Extracted material:
*****
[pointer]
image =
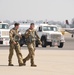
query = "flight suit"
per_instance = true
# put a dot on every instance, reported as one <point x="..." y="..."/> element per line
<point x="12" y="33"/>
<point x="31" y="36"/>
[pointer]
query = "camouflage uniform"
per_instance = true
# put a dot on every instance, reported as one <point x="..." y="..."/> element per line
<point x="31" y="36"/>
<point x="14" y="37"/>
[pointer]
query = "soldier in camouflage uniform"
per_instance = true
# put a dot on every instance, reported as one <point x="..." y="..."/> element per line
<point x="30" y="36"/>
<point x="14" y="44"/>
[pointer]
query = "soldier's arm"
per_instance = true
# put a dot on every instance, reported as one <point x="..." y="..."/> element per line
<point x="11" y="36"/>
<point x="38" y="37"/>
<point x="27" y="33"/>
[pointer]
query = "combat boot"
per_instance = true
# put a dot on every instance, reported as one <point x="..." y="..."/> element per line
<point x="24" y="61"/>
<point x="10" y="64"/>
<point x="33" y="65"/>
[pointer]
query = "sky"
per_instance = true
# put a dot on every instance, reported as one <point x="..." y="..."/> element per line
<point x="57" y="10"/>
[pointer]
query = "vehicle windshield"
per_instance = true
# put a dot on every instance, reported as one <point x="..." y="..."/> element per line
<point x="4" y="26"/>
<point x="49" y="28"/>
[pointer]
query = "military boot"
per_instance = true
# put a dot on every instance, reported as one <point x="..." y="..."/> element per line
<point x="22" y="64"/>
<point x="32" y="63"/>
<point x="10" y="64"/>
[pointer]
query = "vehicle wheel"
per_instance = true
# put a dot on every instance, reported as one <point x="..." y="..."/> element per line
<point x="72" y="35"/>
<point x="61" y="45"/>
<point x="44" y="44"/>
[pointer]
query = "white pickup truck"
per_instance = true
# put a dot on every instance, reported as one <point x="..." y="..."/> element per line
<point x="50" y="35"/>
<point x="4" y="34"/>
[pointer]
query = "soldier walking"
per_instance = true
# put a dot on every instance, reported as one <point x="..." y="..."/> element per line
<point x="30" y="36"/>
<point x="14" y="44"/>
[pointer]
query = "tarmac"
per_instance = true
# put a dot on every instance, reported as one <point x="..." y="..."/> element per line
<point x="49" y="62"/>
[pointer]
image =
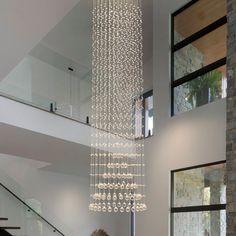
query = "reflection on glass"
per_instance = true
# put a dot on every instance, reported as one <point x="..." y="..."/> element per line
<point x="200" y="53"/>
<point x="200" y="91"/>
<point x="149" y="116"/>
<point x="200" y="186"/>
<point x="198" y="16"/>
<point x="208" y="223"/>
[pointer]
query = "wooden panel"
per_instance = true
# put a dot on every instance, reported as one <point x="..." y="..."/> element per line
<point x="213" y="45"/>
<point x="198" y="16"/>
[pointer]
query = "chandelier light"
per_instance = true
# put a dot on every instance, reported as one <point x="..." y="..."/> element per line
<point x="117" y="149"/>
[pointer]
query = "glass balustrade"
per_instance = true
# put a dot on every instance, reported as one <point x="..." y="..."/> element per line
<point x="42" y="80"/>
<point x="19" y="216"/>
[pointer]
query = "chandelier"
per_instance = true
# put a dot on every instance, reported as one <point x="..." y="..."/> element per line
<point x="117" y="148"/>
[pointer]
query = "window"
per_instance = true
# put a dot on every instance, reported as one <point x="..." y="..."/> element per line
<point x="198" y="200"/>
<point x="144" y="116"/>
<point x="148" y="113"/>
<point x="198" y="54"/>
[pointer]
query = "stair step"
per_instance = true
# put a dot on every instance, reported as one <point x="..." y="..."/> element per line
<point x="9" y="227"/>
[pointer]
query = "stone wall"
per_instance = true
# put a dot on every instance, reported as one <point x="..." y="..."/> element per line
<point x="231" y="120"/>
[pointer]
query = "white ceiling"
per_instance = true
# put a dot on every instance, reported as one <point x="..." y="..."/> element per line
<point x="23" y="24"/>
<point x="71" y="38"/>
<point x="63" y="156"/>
*****
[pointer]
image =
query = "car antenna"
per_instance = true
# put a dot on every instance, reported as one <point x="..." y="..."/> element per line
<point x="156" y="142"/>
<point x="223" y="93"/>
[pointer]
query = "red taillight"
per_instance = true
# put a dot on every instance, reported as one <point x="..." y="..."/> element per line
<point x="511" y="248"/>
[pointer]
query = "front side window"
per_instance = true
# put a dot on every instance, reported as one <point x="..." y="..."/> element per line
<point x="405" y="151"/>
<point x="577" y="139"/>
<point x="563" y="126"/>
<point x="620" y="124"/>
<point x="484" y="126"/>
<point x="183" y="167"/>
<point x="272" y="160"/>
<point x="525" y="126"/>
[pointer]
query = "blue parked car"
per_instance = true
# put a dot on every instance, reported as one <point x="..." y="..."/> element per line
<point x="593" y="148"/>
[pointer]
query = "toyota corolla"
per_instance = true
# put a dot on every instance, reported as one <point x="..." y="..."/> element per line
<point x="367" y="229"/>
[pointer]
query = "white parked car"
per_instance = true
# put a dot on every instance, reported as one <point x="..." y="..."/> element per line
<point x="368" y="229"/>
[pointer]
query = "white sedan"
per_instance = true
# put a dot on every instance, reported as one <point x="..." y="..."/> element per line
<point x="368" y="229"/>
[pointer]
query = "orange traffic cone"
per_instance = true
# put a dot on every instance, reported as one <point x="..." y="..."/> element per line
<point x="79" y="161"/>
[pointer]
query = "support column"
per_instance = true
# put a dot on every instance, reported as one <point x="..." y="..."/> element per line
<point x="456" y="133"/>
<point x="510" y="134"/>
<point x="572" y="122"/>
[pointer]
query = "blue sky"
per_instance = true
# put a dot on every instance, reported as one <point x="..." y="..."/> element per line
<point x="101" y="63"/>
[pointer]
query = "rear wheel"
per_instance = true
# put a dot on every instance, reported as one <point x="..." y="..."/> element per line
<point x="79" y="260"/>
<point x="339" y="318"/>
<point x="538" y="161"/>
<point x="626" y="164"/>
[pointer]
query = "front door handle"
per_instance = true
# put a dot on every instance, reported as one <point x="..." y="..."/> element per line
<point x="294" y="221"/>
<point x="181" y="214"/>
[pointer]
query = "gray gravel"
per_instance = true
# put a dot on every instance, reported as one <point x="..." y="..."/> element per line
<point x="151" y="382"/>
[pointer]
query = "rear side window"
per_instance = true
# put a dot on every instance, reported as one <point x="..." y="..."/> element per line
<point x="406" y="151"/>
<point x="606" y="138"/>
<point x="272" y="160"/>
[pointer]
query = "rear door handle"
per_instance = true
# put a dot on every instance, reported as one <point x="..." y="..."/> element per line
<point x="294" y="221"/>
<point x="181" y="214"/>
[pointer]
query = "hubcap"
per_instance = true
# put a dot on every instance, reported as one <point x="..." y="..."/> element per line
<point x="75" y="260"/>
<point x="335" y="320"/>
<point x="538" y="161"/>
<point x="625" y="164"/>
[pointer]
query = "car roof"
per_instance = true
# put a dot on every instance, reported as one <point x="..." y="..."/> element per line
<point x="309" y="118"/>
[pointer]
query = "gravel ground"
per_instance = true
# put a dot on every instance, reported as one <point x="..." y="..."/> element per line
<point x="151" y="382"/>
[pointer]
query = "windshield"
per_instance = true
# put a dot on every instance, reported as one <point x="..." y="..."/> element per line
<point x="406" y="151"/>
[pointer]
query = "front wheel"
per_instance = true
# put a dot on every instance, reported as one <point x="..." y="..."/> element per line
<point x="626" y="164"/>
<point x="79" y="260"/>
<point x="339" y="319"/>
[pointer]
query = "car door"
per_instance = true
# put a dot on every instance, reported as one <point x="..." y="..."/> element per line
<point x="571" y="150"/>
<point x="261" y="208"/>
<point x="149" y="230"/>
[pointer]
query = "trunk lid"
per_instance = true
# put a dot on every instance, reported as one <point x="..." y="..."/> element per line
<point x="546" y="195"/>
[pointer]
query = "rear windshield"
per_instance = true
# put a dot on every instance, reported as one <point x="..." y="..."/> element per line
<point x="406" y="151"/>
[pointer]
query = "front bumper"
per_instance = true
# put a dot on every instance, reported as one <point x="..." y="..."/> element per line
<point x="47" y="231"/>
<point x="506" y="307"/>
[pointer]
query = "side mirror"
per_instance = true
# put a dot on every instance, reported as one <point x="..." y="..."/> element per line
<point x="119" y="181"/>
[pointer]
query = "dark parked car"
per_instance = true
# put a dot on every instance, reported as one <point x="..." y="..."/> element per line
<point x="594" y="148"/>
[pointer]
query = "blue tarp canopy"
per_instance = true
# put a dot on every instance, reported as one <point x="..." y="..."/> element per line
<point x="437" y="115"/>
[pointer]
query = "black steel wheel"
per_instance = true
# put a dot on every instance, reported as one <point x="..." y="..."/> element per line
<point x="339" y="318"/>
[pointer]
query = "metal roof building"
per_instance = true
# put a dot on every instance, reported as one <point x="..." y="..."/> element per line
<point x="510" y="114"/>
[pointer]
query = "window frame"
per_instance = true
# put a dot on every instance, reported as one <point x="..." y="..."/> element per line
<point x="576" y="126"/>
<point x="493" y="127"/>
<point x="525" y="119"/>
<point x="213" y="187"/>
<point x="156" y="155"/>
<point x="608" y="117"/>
*****
Work to complete:
For each line of the entries that contains the word "handle", make a copy.

Task output:
query = "front door handle"
query = "rear door handle"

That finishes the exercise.